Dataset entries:
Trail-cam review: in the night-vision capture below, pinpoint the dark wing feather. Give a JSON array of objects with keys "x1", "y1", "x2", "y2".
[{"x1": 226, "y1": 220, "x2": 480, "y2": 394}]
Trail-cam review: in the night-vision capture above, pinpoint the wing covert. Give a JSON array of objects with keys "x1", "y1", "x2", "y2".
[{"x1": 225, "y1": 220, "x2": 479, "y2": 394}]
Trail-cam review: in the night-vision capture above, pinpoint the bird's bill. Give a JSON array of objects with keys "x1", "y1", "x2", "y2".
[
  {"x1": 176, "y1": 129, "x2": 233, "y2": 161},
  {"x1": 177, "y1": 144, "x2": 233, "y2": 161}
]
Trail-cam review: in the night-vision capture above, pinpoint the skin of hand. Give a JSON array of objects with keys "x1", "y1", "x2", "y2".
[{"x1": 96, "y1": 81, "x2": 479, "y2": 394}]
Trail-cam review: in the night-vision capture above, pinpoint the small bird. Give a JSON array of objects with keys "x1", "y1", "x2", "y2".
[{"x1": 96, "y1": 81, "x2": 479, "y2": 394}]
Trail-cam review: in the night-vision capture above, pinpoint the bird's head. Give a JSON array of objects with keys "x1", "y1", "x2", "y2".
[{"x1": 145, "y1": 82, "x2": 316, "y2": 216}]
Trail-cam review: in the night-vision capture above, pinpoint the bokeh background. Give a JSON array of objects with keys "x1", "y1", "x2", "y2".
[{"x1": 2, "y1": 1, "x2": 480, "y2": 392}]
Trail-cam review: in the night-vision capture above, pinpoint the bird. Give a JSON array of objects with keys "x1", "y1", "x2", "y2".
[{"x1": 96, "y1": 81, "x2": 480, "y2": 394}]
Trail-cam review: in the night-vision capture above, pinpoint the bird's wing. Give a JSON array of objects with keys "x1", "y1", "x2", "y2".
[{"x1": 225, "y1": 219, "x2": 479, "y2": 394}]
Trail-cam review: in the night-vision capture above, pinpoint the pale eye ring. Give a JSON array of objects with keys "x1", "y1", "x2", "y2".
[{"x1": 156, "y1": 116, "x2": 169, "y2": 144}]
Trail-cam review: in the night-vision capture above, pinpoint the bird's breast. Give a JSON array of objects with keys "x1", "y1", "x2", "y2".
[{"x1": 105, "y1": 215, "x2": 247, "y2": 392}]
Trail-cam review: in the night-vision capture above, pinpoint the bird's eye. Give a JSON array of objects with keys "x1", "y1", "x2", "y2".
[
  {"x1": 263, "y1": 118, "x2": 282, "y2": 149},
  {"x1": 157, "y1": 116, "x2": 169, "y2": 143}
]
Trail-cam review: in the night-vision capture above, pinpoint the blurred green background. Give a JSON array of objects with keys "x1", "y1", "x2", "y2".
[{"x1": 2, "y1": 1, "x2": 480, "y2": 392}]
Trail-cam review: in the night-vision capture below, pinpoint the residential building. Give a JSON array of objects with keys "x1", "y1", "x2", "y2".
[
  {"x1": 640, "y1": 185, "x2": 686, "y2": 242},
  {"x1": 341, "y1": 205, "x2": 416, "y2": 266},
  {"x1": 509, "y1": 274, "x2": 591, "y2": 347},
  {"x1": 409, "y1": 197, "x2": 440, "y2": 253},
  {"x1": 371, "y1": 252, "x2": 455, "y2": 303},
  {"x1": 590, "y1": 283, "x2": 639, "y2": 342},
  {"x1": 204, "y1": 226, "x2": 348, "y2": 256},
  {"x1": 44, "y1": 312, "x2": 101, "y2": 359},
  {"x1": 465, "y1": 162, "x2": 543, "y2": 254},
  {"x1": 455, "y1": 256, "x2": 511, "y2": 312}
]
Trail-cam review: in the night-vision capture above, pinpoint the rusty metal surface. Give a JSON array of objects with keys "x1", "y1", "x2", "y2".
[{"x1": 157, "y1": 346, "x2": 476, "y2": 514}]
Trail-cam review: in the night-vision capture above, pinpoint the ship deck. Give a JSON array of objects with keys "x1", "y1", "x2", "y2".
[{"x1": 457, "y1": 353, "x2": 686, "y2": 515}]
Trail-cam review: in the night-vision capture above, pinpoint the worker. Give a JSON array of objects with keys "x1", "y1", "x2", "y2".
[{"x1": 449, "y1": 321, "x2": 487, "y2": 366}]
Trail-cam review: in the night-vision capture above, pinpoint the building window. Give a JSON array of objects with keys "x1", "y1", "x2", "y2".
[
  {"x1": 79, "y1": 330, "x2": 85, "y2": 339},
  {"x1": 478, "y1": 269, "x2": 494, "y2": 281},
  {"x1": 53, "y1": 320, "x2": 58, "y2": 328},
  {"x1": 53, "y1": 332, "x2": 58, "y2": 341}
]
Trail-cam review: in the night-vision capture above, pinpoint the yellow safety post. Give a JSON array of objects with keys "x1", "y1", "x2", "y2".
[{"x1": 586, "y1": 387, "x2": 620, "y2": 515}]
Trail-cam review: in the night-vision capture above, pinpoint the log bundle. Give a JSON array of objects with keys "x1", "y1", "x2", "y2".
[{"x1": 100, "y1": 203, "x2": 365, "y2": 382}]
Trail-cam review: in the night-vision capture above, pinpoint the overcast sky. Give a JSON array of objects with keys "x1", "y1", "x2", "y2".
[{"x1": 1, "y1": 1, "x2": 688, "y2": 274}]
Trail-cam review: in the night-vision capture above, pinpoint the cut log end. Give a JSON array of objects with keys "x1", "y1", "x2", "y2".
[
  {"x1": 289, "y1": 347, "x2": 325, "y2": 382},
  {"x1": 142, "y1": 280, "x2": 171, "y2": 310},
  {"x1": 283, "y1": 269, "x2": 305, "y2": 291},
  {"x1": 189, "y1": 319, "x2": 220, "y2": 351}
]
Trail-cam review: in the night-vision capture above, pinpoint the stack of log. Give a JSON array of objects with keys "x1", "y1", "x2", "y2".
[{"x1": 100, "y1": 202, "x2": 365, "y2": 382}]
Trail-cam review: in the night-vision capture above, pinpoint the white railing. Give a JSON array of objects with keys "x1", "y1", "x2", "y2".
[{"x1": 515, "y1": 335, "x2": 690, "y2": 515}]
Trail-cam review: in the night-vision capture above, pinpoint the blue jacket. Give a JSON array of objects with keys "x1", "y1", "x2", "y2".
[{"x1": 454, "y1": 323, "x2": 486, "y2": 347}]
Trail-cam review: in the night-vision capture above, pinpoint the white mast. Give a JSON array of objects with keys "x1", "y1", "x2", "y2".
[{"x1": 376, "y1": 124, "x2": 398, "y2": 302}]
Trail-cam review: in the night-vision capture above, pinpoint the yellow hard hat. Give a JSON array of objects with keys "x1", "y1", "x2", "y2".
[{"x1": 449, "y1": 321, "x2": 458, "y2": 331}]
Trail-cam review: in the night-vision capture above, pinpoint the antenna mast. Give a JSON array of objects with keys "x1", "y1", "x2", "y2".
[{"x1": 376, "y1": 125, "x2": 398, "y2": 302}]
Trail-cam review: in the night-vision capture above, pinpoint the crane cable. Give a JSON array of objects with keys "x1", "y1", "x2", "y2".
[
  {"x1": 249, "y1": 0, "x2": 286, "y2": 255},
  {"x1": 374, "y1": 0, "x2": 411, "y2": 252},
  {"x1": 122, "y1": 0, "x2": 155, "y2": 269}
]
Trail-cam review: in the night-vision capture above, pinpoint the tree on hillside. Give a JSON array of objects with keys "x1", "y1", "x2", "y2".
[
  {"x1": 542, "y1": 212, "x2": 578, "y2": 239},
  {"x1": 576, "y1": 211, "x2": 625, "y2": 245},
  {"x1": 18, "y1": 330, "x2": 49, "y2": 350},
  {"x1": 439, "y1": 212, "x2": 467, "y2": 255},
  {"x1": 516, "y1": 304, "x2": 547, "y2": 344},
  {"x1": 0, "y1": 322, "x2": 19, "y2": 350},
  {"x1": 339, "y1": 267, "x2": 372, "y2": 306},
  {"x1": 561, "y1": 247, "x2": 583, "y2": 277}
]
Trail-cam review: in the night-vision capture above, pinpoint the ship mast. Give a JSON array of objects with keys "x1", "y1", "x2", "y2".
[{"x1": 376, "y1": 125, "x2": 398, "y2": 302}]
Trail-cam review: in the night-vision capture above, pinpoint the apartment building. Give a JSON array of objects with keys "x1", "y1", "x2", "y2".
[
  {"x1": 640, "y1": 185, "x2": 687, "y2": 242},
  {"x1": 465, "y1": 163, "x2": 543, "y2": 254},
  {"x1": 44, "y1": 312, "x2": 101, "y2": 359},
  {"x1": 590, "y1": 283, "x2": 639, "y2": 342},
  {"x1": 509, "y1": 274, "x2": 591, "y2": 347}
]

What to do ::
Write out, exactly as shown, only the lines running from the one that contains "the white railing." to the last line above.

Solution ::
Trail-cam review: in the night-vision capture above, pinpoint the white railing. Give a JSON array of objects with keys "x1", "y1", "x2", "y2".
[{"x1": 515, "y1": 335, "x2": 690, "y2": 515}]
Trail-cam review: in the night-vision capture above, pinpoint the blue jacket. Give a JSON array of objects with keys "x1", "y1", "x2", "y2".
[{"x1": 454, "y1": 323, "x2": 486, "y2": 347}]
Trail-cam review: in the night-vision capture above, pinpoint the white mast. Give a JSON array of objects with keys "x1", "y1", "x2", "y2".
[{"x1": 376, "y1": 124, "x2": 398, "y2": 302}]
Trail-cam review: in the night-vision capture above, pinpoint the yellow hard hat. Give a JSON array of objects with keys "x1", "y1", "x2", "y2".
[{"x1": 449, "y1": 321, "x2": 458, "y2": 331}]
Trail-cam review: in the night-vision capture above, pinpoint the antenna mast. Give a JSON array of objects with keys "x1", "y1", "x2", "y2".
[{"x1": 376, "y1": 125, "x2": 398, "y2": 302}]
Trail-cam review: in the night-vision capture above, pinpoint the crane cable. Give a JSON array of objects with keys "x1", "y1", "x2", "y2".
[
  {"x1": 249, "y1": 0, "x2": 286, "y2": 255},
  {"x1": 374, "y1": 0, "x2": 411, "y2": 252},
  {"x1": 122, "y1": 0, "x2": 155, "y2": 269}
]
Trail-cam review: in the night-vision capture above, pinpoint the tree on hillside. Give a JSON array of objects with keys "x1", "y1", "x2", "y2".
[
  {"x1": 542, "y1": 212, "x2": 578, "y2": 239},
  {"x1": 576, "y1": 211, "x2": 625, "y2": 245},
  {"x1": 18, "y1": 330, "x2": 49, "y2": 350},
  {"x1": 439, "y1": 212, "x2": 467, "y2": 255},
  {"x1": 516, "y1": 304, "x2": 547, "y2": 344},
  {"x1": 0, "y1": 322, "x2": 19, "y2": 350},
  {"x1": 339, "y1": 267, "x2": 372, "y2": 306},
  {"x1": 561, "y1": 247, "x2": 583, "y2": 277}
]
Trail-cam review: in the night-vision capture above, pinpoint the ship mast. Give a JSON array of objects with keys "x1", "y1", "x2", "y2".
[{"x1": 376, "y1": 125, "x2": 398, "y2": 302}]
Trail-cam review: in the night-vision capture above, pinpoint the apartment building. Give a JSON array of objects with keys "x1", "y1", "x2", "y2".
[
  {"x1": 640, "y1": 185, "x2": 687, "y2": 242},
  {"x1": 465, "y1": 163, "x2": 543, "y2": 254},
  {"x1": 44, "y1": 312, "x2": 101, "y2": 359},
  {"x1": 590, "y1": 283, "x2": 639, "y2": 342},
  {"x1": 509, "y1": 274, "x2": 591, "y2": 347}
]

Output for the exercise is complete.